(Items from a dataset)
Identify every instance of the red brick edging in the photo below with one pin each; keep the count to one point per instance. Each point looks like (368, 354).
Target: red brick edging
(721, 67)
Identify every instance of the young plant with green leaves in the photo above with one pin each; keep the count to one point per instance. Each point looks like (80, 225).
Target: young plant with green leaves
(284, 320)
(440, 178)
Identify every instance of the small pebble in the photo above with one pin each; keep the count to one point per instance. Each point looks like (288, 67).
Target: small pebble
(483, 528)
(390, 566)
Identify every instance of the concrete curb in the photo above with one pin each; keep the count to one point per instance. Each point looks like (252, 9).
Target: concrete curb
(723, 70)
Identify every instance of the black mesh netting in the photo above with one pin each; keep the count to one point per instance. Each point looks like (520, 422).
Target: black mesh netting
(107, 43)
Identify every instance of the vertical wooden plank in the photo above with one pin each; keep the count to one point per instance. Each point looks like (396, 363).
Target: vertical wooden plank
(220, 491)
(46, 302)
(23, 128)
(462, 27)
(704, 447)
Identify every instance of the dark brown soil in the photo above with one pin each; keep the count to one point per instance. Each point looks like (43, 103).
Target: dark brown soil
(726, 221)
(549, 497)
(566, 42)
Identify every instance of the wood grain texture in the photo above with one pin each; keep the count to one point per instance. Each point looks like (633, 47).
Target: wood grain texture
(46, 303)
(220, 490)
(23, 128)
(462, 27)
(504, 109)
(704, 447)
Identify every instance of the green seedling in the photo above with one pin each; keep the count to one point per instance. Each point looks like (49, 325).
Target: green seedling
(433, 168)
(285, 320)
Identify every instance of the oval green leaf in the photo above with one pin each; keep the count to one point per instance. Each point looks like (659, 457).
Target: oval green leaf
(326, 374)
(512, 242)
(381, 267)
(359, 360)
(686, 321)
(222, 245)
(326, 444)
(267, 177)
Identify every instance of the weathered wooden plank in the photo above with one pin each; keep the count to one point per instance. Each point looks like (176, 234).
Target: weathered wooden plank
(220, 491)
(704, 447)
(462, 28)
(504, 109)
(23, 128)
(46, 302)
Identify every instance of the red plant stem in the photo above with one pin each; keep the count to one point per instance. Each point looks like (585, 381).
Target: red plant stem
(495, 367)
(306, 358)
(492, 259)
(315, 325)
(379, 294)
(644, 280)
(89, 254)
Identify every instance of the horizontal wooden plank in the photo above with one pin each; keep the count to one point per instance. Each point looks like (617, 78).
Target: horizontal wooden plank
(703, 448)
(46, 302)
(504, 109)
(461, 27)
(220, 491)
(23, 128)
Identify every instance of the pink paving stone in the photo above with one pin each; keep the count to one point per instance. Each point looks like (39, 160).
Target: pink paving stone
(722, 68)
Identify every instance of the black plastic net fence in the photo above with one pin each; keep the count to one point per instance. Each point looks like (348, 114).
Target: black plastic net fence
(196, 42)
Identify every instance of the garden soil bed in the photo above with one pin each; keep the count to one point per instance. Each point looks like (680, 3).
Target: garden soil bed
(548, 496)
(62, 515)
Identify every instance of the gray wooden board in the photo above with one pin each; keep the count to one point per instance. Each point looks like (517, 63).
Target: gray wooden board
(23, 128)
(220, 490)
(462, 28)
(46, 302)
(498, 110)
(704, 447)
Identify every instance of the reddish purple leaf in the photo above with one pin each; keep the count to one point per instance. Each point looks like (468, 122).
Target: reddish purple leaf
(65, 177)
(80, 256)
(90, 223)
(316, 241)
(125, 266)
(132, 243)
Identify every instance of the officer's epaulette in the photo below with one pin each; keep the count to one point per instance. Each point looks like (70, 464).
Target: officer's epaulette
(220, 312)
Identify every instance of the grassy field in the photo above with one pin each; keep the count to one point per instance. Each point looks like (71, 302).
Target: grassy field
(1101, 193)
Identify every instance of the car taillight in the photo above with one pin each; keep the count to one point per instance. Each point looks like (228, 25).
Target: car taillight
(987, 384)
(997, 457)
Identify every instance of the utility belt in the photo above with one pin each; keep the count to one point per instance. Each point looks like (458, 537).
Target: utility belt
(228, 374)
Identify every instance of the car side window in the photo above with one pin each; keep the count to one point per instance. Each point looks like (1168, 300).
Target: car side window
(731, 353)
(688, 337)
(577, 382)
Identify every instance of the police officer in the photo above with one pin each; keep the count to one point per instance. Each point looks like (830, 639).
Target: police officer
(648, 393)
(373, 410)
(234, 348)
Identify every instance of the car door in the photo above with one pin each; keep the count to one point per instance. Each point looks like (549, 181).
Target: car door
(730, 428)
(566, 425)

◆ **STATED PROBLEM**
Return each line of the records above exactly as it reads.

◆ **CORRECT RESPONSE**
Identify every instance of the red brick edging in the photo below with one pin each; keep the count to one point per instance. Each point looks like (368, 354).
Target: red brick edging
(721, 67)
Identify every instance of the young plant with green leaves in the photo above with one pin each; keep the count to one point per instance. Each point looks like (80, 225).
Target: young plant with green leaves
(284, 320)
(440, 178)
Identify every instance of the small pebble in the photo above with one pin each; keep the count to one point per instance. Each point looks like (288, 67).
Target: small pebble
(483, 528)
(390, 566)
Identify every instance of the concrete curb in the photo above with one pin each; keep the count to one point per instance. Each point looks like (252, 9).
Target: concrete curb
(723, 70)
Identify every instance of the black mesh netting in the photo above with one pin each; keep the count to one point per instance. Each point looks like (520, 422).
Target: black mesh netting
(107, 43)
Identify every instance of the vertical wooden plank in the photo above with one pin each; keep the count to one point per instance. Each point looks like (396, 363).
Target: vertical wooden plank
(220, 491)
(46, 302)
(23, 128)
(462, 27)
(704, 447)
Identify every instance of the dark brown soil in the photo above with one pin each; keep the count to one point per instance. Each point looks like (43, 103).
Target: dark brown soil
(726, 221)
(549, 497)
(566, 42)
Identify every instance of the wood grain texture in the photo above with one pin each; keep the count to one point per instance. Each point looks like (633, 47).
Target: wood grain texture
(46, 303)
(220, 490)
(23, 128)
(462, 27)
(504, 109)
(704, 447)
Identify every instance of the green seedling in the photo above with one pin each; keep the count to one point per instance. Each point looks like (49, 325).
Target: green seedling
(433, 168)
(285, 320)
Identify every instance of the oval green leaf in the photo above with one pin each; keep the count to one point per instance. Each point looks like (659, 457).
Target: oval green leaf
(326, 374)
(512, 242)
(381, 267)
(359, 360)
(686, 321)
(222, 245)
(326, 444)
(267, 177)
Identify every instance of the weathered wooden plank in the photo above with one pin each; keep the count to one point per instance. Each point looks like (176, 234).
Target: weathered wooden plank
(220, 491)
(704, 447)
(462, 28)
(504, 109)
(23, 128)
(46, 302)
Identify every instance of the red plant stem in the photo above with one pin each; keep the count to one point per instance. Each point looks like (585, 381).
Target: red plant stem
(495, 367)
(306, 358)
(492, 259)
(315, 325)
(379, 294)
(644, 280)
(89, 254)
Identify every instance of the horizontal wooden plank in the photo above with one pin each; keep the count to one point per instance. Each point looks like (617, 78).
Target: horizontal wooden plank
(703, 448)
(46, 302)
(504, 109)
(461, 27)
(220, 491)
(23, 128)
Identify every instance of the pink paving stone in the photo above with one pin each; keep the count to one point per instance. Each point looks like (39, 160).
Target: pink paving stone
(722, 68)
Identify every instance of the black plastic net fence in the photo above with one pin each; keep the count to one point per instance. Each point looks like (348, 114).
Target: black plastic net fence
(196, 42)
Identify every instance of the garden soil bed in the photo above with one pin each; keep the count to one point per instance. Each point looks like (680, 3).
Target: garden soil bed
(548, 496)
(62, 515)
Identify every instance of the gray wooden board in the photo above with one pin each; keep the count to one point per instance. Each point looks like (517, 63).
Target: gray wooden board
(23, 128)
(220, 490)
(462, 28)
(46, 302)
(498, 110)
(704, 447)
Identify every instance of the reddish purple leaf in the photo above with one pin each; keep the count to one point per instance. Each point looks like (468, 122).
Target: reddish purple leaf
(65, 177)
(80, 256)
(90, 223)
(316, 241)
(125, 266)
(132, 243)
Identify every instance of the officer's epaulette in the photo below with one pin each; keep the count to one point per instance. Each point looks like (70, 464).
Target: officer's epaulette
(220, 312)
Identify every instance of the grassy field in the photo above with one pin each; keep the count to one point per instance. Each point looks like (71, 302).
Target: grassy field
(1101, 193)
Identify every instance of the car taillight in the photo above with one pin each; keep the count to one point per instance. Each point looks like (228, 25).
Target: car taillight
(987, 384)
(997, 457)
Identify every instance of the utility belt in the photo above with one pin each; keep the count to one point per instance. Each point looks like (458, 537).
Target: utility belt
(228, 374)
Identify every instance of the car side window in the photo above with one pin each; keep the count to one point per instance. Each point looks like (1168, 300).
Target: car side window
(731, 353)
(688, 337)
(577, 382)
Identify every instance of the police officer in the photo above with one pin each; keep the count to one point per instance. Each point looks like (830, 639).
Target: police officer
(648, 393)
(373, 410)
(234, 348)
Identify every instance of the car door in the photo above with one pin each; keep the count to one point per instance. Each point looks like (549, 181).
Target: car door
(730, 428)
(566, 425)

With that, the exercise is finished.